§ **TAREAS POR HACER**
1 - Vuelve a escribir todo lo que va desde "Por tanto, aquí" hasta "sentido de legitimidad." en el texto seleccionado, cambiando "teoría" por "reflexión".
2 - Según el texto seleccionado, ¿a qué ámbito intentan limitar "la crisis" los medios corporativos?

Por tanto, aquí hablamos de imaginación en contraposición a teoría no sólo en cuanto se trata de algo que no es objeto explícito, necesariamente, de nuestra actividad intelectual, y por tanto, actividad exclusiva de una minoría, sino de las comprensiones comunes que hacen posible nuestras prácticas y el modo en el cual compartimos cierto sentido de legitimidad.
Eso que hemos llamado “la crisis”, y que con tanto esmero los medios corporativos se esfuerzan en circunscribir al ámbito económico-financiero, es en realidad el desenlace de un prolongado proceso de deslegitimación de las prácticas básicas y comunes de las llamadas sociedades democráticas liberales.
Los imaginarios sociales que subyacen y dan legitimidad a las prácticas que definen nuestras democracias se han ido deteriorando paulatina y sistemáticamente hasta convertirse, para una mayoría creciente de las comunidades planetarias (aquellas que viven bajo su reinado, y aquellas otras que forman parte de la periferia aun no “iluminada” por las ventajas y justicia de dicho sistema de pensamiento y acción) en escenografías vacías utilizadas por el poder fáctico para mantener a la población alejada de las verdaderas decisiones que se consideran demasiado importantes para que estén en manos de las masas.
Veamos que ha ocurrido con tres formas esenciales de nuestro imaginario social moderno.
El ejercicio democrático aparece, a la mayoría de la población, amañado por las grandes corporaciones que ejecutan una ruidosa puesta en escena que colabora en la producción de alienación perpetua de los individuos, principal factor de pujanza en las economías de mercado.
Dicha puesta en escena se caracteriza por una fingida pugna de alternativas que en modo alguno ponen en entredicho la estructura subyacente de nuestro modo de vida, pero que sirve como válvula de escape, como mecanismo catártico, para vehicular las frustaciones de la población.
En cuanto a la esfera pública, llamada a ser el ámbito extra-político e ilustrado que pusiera coto y articulara el sentir y comprensión “del pueblo” a través del ejercicio de sus intelectuales, el poder corporativo, a través de la producción, multiplicación, frivolización, relativización y distribución de opinión ha acabado por transformar dicha esfera en un dominio del mandarinato. Algo similar ha ocurrido y se está agudizando en nuestras universidades. La mayoría de la población se encuentra prevenida ante la multiplicación de falsedades producidas por los medios, y la vaciedad del pensamiento académico. Aún así, el desconcierto sirve para mantener a la población a raya, en cuanto el poder aliena por medio del exceso.
La actividad económica ha dejado de ser lo que nuestros ancestros imaginaron y pretendieron, una práctica civilizadora, promotora de la paz entre los pueblos, debido a la asunción de una prosperidad común que los intereses privados estaban destinados a promover pese a las motivaciones egoístas subyacentes de los individuos, para convertirse en una forma de guerra por otros medios, en los que la barbarie y el canibalismo son resultado visible.

§ **DATOS EN BRUTO**
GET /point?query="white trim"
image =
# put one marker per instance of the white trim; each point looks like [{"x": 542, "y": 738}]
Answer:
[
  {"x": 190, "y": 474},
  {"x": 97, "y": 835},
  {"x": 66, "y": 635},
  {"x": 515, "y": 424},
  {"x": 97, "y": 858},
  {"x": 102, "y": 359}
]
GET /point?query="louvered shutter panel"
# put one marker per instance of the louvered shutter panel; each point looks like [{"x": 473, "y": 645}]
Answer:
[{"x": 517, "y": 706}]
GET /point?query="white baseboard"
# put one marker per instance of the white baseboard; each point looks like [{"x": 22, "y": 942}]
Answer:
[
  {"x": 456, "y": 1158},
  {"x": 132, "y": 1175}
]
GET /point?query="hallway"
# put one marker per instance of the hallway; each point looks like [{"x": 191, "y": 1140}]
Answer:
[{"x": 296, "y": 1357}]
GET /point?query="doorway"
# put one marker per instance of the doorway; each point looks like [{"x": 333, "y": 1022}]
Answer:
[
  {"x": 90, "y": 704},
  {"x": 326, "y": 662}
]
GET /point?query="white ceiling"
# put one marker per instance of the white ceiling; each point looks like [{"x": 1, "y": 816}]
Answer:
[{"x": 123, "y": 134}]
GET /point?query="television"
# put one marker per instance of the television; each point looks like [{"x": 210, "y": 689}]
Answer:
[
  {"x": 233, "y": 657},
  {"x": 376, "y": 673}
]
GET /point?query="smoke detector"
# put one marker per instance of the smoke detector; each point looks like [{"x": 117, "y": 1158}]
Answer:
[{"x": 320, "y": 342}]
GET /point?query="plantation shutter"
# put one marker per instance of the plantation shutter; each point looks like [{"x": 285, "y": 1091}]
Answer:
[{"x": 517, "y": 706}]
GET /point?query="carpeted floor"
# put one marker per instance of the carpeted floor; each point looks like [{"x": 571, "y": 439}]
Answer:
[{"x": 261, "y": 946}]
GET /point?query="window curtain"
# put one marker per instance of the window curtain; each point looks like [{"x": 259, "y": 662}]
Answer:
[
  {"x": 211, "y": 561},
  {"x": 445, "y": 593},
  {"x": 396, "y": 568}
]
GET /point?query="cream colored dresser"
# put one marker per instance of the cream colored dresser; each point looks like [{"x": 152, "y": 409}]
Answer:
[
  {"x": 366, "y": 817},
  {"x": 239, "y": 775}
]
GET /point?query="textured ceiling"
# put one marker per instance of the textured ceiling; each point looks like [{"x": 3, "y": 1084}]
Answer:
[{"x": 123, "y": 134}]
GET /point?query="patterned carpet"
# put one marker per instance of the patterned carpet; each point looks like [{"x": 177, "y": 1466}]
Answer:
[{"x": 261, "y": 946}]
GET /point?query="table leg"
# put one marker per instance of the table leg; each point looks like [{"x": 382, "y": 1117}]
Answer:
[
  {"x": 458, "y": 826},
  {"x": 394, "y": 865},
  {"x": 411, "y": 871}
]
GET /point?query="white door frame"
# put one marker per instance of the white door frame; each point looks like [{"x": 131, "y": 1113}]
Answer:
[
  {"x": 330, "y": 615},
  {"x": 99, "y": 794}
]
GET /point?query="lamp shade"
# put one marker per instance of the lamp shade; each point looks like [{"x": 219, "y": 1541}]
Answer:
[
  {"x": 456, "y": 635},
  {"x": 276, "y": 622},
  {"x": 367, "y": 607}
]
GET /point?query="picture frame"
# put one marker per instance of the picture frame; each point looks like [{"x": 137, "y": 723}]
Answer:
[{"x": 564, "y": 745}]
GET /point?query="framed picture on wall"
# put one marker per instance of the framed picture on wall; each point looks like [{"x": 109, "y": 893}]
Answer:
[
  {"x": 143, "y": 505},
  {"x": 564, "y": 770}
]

§ **RESPUESTAS EN ORDEN**
1 -
Por tanto, aquí hablamos de imaginación en contraposición a reflexión no sólo en cuanto se trata de algo que no es objeto explícito, necesariamente, de nuestra actividad intelectual, y por tanto, actividad exclusiva de una minoría, sino de las comprensiones comunes que hacen posible nuestras prácticas y el modo en el cual compartimos cierto sentido de legitimidad.

2 - Al ámbito económico-financiero.